Page text:
+ + + + + + +
Her name is Susan, and she is a Canary, but she had never heard A Bird’s Wings.
A Canary? You ask? Like Canary?
Courtesy of https://images.app.goo.gl/KQMTVVRcTaqKwA6h9
Susan is not a bird, but in a manner of speaking, yes, she is a Canary. Like me.
Did I tell you before? At one time they used to take canaries down into the coal mines. If the canary got sick, or died, the coal miners knew they better get out, and quick. Susan is a modern-day Canary. But I’m afraid, there just aren’t that many people listening.
She came to visit me at my campsite north of Benson. She was desperate. Raggedy shoes, very thin clothes, very confused, and did I mention desperate? Even after she got there, she wanted to run, because she felt like she was in a really bad area. I told her what was happening, was she was actually in a very good area, and her body was thankful and detoxing. Which would be pretty tough for a day or two. She had been spending most of her time in Tucson, so being out in the country anywhere would feel better. But it would also mean that her body would take the opportunity to detox as many of the chemicals and poisons, that she had been exposed to, over the last few months, as it could. When you’re already confused and dazed from all of those chemicals and toxins, like, other people’s, shampoo, conditioner, deodorant, petrochemicals, exhaust, fabric softener, dryer sheets, laundry soap, or electromagnetic fields, like, cell phones, cell towers, smart meters, Wi-Fi, and soon-to-be 5G. Then of course there is always mold, and on and on the list goes. So many are Man-made chemicals or devices, that we are all around in this world, every day. Most of you wouldn’t even think of this as a problem. But, Detoxing, for a Canary, can be a little too close to a nightmare.
+ + + + + + +
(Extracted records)
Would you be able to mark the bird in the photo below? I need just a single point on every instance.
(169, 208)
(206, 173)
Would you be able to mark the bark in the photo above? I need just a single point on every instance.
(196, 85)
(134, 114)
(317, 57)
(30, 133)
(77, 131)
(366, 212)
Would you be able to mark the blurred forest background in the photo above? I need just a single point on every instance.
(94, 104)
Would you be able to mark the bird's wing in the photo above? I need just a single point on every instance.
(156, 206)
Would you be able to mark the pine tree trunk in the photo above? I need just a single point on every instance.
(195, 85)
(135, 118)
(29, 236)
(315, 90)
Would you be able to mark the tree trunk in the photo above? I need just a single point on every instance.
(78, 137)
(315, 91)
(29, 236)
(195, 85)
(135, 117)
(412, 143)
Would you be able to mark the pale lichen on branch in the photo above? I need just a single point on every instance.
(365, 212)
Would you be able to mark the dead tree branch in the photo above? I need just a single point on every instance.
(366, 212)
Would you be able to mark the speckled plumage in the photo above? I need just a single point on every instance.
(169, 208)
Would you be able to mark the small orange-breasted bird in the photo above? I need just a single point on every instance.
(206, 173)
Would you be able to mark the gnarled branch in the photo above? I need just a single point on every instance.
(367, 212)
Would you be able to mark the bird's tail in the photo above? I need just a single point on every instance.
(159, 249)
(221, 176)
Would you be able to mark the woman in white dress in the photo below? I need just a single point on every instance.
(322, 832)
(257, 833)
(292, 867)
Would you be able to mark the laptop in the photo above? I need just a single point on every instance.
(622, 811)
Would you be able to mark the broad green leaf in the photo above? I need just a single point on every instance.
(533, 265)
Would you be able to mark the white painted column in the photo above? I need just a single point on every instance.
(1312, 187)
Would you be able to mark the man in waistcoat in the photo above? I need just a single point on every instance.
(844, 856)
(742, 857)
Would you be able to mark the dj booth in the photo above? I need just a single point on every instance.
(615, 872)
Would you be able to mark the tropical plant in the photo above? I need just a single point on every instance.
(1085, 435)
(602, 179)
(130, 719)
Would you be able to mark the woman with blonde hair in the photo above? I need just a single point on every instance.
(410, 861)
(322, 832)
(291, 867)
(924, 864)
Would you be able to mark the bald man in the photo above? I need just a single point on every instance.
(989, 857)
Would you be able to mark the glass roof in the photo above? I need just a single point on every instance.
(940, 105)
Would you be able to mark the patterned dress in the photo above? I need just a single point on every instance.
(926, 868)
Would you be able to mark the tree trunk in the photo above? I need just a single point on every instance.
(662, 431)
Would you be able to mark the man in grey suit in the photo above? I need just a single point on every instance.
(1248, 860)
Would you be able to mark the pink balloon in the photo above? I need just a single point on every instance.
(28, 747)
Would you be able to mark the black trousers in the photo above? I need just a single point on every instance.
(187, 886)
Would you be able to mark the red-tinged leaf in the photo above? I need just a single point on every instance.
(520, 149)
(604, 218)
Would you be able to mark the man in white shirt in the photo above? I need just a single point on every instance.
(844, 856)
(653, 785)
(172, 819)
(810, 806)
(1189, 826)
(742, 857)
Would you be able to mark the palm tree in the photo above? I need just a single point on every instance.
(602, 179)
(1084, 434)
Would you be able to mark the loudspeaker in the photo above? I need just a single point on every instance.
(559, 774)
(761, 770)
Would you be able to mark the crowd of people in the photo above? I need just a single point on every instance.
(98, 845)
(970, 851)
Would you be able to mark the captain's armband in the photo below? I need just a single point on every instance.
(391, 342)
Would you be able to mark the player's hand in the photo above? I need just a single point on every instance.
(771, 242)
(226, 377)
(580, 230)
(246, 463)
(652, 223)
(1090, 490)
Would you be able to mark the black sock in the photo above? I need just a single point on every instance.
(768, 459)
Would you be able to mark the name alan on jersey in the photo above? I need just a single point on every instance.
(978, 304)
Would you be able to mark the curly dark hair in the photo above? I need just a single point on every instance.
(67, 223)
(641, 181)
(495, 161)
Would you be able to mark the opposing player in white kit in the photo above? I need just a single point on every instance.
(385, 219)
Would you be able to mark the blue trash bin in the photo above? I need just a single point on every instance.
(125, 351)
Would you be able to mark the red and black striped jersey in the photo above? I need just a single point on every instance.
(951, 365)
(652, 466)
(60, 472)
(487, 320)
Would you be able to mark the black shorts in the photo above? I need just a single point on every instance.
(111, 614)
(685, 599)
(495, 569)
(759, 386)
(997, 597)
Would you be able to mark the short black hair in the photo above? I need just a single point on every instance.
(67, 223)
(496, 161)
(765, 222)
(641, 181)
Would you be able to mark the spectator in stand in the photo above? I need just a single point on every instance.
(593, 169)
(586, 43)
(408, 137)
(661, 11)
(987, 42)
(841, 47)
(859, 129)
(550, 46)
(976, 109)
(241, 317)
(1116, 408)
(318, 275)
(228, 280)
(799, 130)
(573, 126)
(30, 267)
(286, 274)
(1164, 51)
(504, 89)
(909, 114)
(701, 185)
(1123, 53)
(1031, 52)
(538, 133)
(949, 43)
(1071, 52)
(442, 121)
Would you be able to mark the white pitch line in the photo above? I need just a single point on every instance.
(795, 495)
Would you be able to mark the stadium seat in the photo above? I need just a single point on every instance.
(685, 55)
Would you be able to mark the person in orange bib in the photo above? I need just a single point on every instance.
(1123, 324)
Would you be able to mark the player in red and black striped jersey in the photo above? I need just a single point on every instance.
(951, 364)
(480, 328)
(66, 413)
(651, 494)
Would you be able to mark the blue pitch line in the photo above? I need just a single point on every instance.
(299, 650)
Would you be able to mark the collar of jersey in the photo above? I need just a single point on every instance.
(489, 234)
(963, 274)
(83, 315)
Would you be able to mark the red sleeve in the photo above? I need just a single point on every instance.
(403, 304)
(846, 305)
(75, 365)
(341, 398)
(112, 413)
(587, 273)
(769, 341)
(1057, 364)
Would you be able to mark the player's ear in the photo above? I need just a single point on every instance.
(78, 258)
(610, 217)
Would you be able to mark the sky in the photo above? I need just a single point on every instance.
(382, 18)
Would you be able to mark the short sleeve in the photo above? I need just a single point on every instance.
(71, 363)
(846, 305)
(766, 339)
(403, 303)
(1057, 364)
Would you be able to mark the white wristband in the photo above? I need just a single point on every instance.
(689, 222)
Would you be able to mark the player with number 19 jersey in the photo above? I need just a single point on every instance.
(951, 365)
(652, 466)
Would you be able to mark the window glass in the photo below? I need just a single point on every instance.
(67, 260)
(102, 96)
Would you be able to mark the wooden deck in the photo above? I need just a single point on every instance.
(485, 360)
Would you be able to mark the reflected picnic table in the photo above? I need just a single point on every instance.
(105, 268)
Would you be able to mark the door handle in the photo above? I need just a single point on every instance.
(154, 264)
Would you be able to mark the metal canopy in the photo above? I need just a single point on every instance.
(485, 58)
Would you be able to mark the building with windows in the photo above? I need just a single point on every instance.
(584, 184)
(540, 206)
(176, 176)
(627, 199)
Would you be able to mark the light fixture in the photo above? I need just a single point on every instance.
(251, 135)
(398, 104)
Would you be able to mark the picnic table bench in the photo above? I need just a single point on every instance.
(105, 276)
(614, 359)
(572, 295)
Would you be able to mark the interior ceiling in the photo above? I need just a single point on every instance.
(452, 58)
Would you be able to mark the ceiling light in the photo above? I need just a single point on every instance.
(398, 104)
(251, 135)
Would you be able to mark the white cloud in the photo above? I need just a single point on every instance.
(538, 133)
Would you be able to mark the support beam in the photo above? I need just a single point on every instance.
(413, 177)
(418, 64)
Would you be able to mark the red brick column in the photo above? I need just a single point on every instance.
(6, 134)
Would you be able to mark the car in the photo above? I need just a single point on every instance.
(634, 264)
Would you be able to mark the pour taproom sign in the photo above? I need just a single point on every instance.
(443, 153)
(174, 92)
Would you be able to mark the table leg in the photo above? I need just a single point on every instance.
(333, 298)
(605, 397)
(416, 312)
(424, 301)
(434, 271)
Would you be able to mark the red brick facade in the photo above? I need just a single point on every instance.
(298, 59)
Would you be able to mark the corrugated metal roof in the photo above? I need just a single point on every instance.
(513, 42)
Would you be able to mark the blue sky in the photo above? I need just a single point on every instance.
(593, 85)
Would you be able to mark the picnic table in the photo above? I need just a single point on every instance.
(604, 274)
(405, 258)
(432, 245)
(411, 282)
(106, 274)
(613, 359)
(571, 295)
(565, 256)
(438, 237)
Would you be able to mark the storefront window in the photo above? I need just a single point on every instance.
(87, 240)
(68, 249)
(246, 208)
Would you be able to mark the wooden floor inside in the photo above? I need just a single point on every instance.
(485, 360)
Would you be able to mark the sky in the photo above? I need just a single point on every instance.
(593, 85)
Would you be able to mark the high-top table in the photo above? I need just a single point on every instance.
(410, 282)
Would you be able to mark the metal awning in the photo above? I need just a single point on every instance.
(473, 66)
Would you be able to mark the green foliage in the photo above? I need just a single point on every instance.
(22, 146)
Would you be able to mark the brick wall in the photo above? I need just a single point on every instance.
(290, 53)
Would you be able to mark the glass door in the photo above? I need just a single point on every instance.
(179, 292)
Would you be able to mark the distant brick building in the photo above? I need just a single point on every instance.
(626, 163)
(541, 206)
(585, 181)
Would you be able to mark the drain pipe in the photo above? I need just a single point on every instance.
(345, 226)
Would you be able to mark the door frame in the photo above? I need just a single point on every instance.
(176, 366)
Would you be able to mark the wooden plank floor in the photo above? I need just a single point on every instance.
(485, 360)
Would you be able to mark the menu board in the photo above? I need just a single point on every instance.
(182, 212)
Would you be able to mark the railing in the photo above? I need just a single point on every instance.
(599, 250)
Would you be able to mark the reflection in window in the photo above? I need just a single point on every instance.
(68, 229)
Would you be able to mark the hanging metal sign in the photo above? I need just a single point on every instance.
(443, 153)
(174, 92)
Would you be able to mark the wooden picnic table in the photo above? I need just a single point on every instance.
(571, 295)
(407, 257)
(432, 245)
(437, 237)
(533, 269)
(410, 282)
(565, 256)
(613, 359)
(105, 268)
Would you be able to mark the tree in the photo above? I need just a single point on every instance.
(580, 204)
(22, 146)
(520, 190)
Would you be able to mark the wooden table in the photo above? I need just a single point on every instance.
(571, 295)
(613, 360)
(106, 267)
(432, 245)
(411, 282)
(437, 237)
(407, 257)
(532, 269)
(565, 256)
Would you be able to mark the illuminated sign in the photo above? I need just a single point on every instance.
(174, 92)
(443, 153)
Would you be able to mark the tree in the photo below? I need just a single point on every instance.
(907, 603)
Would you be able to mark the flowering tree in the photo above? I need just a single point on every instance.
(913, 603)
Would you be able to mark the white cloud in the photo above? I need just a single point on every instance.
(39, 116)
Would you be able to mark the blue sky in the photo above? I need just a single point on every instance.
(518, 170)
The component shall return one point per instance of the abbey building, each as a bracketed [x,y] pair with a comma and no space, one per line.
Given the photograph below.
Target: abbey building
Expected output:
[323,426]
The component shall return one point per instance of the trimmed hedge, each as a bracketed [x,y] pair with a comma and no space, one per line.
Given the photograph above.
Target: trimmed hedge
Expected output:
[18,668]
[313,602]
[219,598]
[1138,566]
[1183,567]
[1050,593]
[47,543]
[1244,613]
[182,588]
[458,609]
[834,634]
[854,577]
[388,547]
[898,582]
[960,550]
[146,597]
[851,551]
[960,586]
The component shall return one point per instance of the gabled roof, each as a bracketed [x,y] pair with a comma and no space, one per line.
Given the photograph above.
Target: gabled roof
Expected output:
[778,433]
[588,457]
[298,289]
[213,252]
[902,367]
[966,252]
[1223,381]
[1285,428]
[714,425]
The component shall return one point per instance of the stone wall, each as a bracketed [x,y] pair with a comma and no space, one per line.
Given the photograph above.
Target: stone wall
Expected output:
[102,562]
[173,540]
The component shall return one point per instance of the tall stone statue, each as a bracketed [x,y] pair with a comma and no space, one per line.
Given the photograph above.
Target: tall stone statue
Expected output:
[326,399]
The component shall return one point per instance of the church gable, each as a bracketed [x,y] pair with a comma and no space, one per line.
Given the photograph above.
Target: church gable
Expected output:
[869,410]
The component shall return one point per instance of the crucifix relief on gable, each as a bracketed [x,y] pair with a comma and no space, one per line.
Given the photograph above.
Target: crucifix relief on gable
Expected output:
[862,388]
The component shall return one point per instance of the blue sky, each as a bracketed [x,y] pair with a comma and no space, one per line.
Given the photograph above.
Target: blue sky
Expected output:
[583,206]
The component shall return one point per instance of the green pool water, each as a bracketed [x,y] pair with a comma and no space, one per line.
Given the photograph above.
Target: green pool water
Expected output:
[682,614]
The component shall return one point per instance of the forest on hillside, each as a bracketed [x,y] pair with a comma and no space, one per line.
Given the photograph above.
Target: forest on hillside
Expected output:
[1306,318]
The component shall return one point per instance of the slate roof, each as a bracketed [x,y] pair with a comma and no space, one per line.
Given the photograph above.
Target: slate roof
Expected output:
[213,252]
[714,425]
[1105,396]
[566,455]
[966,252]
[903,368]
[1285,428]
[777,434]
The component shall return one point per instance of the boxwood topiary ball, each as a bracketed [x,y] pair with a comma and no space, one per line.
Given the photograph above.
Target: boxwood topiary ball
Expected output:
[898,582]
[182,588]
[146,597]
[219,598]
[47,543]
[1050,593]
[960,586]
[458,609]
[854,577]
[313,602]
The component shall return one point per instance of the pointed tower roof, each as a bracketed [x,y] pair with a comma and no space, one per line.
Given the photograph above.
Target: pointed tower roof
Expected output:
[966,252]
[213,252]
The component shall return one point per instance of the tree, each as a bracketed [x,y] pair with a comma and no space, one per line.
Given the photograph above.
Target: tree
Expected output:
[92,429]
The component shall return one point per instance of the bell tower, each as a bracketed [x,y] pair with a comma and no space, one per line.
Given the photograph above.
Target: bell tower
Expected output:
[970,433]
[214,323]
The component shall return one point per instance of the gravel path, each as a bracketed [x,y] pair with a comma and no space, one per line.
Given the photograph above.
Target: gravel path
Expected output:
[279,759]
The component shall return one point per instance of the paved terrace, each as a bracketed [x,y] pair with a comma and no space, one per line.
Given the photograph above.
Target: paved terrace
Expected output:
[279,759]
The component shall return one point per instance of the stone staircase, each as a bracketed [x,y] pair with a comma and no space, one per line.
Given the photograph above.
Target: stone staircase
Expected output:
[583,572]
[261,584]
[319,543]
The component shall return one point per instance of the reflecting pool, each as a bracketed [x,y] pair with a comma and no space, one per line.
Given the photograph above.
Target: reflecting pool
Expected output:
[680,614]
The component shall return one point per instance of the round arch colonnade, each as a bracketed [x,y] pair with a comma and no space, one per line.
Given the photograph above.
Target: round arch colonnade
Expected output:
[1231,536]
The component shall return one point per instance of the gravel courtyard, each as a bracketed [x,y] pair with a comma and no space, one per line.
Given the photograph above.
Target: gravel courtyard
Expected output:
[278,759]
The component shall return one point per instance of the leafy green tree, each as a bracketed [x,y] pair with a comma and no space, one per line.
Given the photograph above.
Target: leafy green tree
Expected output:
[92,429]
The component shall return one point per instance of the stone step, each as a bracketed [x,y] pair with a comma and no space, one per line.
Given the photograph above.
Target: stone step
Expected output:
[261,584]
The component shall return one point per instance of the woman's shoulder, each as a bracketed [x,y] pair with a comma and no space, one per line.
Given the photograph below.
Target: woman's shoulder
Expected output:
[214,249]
+ + + + + + +
Task details: In the page text, where is the campsite that Susan came to visit?

Task output: North of Benson.